[[ Given text open ]]
Pernell McPhee keeping the faith, but Bears might need more than that

SHARE Pernell McPhee keeping the faith, but Bears might need more than that
SHARE Pernell McPhee keeping the faith, but Bears might need more than that

Always in good spirits but with little to show for his optimism after two seasons in Chicago, outside linebacker Pernell McPhee represents everything that’s right and wrong with the Bears.

As general manager Ryan Pace’s initial free-agent splash in 2015, McPhee has shown signs that he can be a difference-maker after coming into the league as an effective complementary player with the Baltimore Ravens. At 28, he should be in the prime of his career. As an outside linebacker, he’s in a position to wreak the ultimate havoc under coordinator Vic Fangio, who has a history of success with 3-4 linebackers.

But like too many other key Bears — Kyle Long, Danny Trevathan and Kevin White among them — McPhee enters the 2017 season as an X-factor when he should be a sure thing. We still don’t know whether he can get healthy and stay healthy. We still don’t know whether he’ll be a consistent playmaker instead of an intermittent one. And we still don’t know whether McPhee can be the leader he is purported to be.
[[ Given text closed ]]
[[ Data extract open ]]
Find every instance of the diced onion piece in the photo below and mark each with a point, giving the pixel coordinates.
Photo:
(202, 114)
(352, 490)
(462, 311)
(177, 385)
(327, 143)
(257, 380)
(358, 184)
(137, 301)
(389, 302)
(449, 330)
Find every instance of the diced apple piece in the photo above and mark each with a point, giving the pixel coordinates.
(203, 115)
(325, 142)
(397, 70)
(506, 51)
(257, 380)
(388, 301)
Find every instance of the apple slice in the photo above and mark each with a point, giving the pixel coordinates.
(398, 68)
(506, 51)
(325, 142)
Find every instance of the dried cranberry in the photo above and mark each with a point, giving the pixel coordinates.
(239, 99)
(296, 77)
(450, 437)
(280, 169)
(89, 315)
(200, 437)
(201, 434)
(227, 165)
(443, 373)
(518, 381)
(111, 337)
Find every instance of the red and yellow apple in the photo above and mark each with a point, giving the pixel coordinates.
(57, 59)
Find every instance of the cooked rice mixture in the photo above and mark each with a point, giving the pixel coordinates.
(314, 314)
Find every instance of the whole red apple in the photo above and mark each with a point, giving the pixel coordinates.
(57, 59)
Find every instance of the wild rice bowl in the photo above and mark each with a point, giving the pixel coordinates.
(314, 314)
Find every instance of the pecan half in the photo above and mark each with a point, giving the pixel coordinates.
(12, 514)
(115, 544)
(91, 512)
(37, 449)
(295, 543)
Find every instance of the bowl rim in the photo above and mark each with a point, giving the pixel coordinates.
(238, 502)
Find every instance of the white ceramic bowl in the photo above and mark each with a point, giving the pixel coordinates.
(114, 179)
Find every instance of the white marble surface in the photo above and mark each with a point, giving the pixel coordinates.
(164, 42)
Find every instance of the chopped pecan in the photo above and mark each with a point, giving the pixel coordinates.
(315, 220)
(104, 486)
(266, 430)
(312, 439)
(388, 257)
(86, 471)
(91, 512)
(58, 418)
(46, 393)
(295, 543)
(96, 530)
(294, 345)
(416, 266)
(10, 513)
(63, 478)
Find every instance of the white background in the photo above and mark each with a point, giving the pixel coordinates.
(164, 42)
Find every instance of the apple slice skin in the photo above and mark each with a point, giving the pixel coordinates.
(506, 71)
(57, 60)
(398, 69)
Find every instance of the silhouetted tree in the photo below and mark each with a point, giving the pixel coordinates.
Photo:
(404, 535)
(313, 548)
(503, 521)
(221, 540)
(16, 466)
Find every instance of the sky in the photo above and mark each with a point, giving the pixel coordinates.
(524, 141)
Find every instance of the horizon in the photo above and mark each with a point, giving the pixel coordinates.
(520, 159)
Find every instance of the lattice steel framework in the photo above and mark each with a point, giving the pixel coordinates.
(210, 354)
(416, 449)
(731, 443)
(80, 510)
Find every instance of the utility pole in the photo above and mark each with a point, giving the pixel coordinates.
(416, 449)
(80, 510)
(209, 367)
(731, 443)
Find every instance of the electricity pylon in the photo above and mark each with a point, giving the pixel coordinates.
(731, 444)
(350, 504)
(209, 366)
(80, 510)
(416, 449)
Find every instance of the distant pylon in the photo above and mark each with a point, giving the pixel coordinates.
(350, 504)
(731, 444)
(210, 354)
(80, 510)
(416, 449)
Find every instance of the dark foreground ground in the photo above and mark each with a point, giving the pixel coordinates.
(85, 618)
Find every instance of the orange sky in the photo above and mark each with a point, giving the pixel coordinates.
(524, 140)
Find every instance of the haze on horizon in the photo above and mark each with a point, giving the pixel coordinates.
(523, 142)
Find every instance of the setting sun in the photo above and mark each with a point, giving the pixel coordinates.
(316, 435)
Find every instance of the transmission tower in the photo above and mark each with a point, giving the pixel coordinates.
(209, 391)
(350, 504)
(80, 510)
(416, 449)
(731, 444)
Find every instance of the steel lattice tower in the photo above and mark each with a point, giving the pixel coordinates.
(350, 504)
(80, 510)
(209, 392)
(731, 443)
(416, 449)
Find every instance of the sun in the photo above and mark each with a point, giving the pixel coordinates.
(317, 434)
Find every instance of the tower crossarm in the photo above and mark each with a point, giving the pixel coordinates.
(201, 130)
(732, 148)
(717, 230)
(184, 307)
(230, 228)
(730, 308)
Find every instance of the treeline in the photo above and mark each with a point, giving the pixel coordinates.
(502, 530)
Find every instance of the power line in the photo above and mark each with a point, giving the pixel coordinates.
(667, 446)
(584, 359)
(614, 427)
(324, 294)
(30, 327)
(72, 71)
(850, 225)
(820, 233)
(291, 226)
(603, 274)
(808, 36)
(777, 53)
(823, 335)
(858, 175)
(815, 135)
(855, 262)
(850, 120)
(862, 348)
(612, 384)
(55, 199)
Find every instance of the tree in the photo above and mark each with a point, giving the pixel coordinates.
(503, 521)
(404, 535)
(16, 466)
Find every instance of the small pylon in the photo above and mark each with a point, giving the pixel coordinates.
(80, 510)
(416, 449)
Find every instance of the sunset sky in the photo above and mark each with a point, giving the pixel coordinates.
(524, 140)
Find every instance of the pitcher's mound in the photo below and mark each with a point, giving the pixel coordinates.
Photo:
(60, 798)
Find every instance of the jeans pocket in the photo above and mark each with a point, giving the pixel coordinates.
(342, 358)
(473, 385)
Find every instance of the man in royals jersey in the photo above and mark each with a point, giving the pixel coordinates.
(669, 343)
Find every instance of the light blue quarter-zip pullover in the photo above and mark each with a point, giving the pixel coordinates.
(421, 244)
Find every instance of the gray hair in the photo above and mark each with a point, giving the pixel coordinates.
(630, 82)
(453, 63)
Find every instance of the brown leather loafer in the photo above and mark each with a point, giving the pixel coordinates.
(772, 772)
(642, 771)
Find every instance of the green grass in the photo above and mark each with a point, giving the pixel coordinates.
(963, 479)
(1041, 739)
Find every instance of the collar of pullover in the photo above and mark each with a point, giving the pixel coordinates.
[[ Data extract closed ]]
# [Requirement]
Copy out the whole Pernell McPhee article from above again, word for word.

# [Exercise result]
Pernell McPhee keeping the faith, but Bears might need more than that

SHARE Pernell McPhee keeping the faith, but Bears might need more than that
SHARE Pernell McPhee keeping the faith, but Bears might need more than that

Always in good spirits but with little to show for his optimism after two seasons in Chicago, outside linebacker Pernell McPhee represents everything that’s right and wrong with the Bears.

As general manager Ryan Pace’s initial free-agent splash in 2015, McPhee has shown signs that he can be a difference-maker after coming into the league as an effective complementary player with the Baltimore Ravens. At 28, he should be in the prime of his career. As an outside linebacker, he’s in a position to wreak the ultimate havoc under coordinator Vic Fangio, who has a history of success with 3-4 linebackers.

But like too many other key Bears — Kyle Long, Danny Trevathan and Kevin White among them — McPhee enters the 2017 season as an X-factor when he should be a sure thing. We still don’t know whether he can get healthy and stay healthy. We still don’t know whether he’ll be a consistent playmaker instead of an intermittent one. And we still don’t know whether McPhee can be the leader he is purported to be.